Your objective - Rewrite the rows starting at the line that has "trace: optical sight lens" and stopping after the line that has "Trace every instance of the optical", replacing "optical sight lens" with "scope lens" and changing nothing else. Return only those lines.

------------------------------------

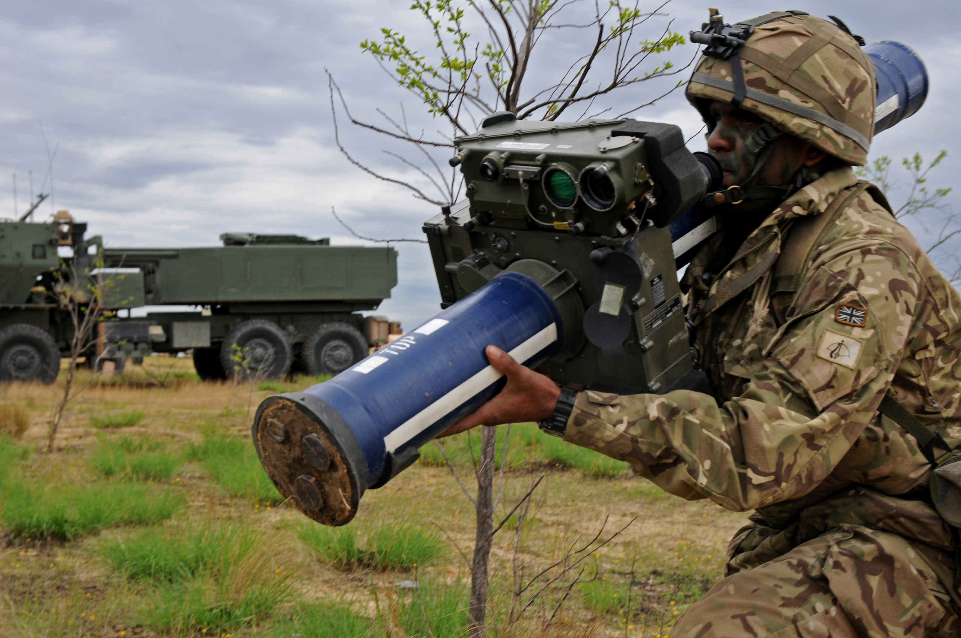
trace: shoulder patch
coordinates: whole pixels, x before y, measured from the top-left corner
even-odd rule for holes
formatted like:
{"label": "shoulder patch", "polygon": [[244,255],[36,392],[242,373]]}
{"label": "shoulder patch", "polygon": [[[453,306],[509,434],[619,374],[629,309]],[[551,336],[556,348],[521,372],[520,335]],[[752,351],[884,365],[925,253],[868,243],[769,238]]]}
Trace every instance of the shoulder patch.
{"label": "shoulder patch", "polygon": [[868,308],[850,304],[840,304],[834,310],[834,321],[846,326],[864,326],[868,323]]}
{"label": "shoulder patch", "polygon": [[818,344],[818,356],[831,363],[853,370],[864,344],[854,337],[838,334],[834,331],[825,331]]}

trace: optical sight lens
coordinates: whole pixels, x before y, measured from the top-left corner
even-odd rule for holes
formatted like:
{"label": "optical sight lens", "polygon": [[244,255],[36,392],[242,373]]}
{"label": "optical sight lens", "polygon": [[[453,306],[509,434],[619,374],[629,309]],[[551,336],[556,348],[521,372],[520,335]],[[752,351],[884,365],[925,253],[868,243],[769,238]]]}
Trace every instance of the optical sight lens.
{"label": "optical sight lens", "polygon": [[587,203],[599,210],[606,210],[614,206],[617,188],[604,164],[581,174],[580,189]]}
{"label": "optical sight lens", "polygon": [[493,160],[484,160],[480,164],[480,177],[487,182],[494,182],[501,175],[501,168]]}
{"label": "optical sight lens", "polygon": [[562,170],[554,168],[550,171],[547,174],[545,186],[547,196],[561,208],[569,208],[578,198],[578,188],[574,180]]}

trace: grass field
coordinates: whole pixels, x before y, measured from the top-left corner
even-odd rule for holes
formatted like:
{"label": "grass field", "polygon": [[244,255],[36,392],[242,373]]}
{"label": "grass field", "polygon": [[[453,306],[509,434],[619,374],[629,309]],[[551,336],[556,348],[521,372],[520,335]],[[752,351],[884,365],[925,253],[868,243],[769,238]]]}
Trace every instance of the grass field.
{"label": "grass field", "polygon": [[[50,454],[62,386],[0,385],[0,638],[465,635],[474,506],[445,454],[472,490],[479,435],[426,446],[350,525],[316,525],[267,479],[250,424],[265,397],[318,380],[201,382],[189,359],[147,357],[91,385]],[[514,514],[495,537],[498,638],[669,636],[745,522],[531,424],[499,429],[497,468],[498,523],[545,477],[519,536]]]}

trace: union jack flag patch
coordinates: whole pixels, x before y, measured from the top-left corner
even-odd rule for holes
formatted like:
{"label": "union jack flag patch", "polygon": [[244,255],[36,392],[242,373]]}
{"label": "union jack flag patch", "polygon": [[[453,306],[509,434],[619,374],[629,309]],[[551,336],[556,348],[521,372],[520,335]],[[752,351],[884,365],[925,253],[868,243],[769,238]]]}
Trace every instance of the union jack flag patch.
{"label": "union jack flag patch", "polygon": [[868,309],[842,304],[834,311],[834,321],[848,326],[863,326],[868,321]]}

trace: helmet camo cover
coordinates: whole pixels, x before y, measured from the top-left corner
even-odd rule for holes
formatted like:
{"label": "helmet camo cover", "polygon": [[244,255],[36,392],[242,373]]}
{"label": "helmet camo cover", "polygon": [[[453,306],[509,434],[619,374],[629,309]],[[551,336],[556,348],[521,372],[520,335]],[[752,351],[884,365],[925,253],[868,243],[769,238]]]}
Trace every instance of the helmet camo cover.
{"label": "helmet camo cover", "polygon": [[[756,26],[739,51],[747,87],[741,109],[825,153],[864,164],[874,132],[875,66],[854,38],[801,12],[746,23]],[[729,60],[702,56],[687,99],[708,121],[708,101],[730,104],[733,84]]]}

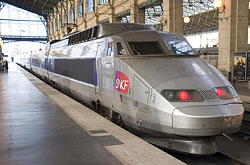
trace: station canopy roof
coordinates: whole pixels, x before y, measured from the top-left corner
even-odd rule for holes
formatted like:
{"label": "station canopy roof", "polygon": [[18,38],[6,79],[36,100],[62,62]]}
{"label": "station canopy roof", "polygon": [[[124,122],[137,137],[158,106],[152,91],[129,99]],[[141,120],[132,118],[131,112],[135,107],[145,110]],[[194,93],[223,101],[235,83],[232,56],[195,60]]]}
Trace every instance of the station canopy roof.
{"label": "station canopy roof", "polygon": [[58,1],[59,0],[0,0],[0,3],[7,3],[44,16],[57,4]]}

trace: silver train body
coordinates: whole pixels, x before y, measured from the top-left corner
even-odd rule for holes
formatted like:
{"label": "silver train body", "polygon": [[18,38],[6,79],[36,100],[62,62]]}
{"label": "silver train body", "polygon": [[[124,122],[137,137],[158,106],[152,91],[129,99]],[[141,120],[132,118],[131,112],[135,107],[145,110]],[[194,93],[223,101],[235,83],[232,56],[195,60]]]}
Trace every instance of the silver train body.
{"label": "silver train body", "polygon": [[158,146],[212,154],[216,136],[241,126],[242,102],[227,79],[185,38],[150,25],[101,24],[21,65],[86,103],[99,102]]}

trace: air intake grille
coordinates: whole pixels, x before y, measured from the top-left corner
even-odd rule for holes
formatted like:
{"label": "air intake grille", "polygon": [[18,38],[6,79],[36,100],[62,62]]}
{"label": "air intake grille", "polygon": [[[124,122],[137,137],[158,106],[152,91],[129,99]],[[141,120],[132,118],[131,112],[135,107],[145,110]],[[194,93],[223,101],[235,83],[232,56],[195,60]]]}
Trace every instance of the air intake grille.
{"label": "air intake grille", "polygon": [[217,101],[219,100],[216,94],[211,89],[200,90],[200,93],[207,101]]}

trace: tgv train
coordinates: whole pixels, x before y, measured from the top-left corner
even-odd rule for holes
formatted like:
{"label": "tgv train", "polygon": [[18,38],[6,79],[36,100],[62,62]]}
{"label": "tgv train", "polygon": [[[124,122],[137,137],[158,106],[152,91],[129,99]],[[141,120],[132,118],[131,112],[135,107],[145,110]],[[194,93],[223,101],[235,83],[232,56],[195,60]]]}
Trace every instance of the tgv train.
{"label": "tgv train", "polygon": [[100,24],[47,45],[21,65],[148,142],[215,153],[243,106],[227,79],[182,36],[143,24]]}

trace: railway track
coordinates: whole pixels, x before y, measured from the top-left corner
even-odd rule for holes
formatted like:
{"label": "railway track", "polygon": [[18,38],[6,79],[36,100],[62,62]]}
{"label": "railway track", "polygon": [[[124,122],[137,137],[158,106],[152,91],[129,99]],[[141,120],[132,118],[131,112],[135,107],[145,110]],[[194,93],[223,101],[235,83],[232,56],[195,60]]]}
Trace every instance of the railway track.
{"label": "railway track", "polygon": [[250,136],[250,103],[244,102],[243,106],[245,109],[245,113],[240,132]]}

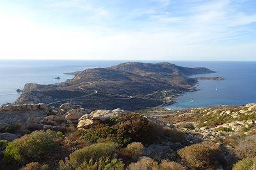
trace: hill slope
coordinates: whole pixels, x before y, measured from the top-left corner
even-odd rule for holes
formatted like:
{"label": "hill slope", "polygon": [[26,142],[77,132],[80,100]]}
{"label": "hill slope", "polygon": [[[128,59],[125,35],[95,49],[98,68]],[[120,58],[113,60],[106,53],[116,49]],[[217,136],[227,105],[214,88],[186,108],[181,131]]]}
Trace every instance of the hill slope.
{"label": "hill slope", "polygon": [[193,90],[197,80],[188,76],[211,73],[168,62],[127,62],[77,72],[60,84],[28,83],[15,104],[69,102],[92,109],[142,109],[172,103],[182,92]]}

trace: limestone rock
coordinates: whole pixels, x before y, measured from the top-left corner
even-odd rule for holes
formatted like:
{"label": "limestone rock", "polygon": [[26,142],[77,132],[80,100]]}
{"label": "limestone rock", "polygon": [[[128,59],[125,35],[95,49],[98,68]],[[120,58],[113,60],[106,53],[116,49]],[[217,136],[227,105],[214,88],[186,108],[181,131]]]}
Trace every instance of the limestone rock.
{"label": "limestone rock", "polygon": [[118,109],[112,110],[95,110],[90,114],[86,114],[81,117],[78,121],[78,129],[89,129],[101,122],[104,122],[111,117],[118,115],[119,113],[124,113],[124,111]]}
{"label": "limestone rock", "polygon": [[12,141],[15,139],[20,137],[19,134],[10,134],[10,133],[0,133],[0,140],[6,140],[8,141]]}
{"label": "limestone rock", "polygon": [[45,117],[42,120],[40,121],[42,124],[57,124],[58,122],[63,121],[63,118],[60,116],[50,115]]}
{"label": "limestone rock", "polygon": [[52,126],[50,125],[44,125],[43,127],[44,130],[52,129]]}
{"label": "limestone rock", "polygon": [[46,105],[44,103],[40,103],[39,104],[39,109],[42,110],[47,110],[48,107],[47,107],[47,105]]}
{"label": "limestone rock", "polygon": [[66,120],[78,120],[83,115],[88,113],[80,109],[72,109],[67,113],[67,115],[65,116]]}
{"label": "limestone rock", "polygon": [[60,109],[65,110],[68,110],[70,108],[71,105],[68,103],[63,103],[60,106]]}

------------------------------------

Answer to this exercise -
trace: scope lens
coordinates: whole pixels, x before y, measured from the top-left corner
even-odd rule for holes
formatted like:
{"label": "scope lens", "polygon": [[244,255],[36,392],[242,373]]}
{"label": "scope lens", "polygon": [[[453,306],[509,434],[619,374],[629,309]],[[551,336],[556,348],[521,372],[520,335]],[[752,351],[884,365],[925,253],[868,243],[769,238]]]}
Trace every instance of the scope lens.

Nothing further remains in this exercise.